WORK ORDER:
Below are records with pictures in them; print them exactly, omitting the pictures.

GIVEN DATA:
BEGIN
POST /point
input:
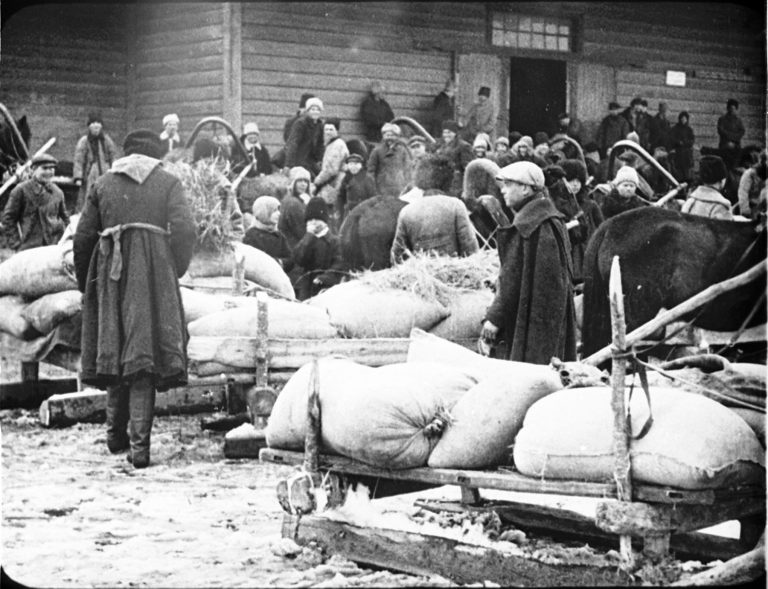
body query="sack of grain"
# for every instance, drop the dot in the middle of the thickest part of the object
(11, 319)
(259, 267)
(286, 319)
(36, 272)
(694, 442)
(486, 419)
(359, 310)
(467, 308)
(388, 417)
(49, 310)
END
TASK RESPONSE:
POST /point
input:
body query="sack of grain"
# for every instance, drop the dot in the middle of the thickest part of the object
(11, 319)
(259, 267)
(286, 319)
(36, 272)
(694, 442)
(486, 419)
(359, 310)
(467, 308)
(388, 417)
(49, 310)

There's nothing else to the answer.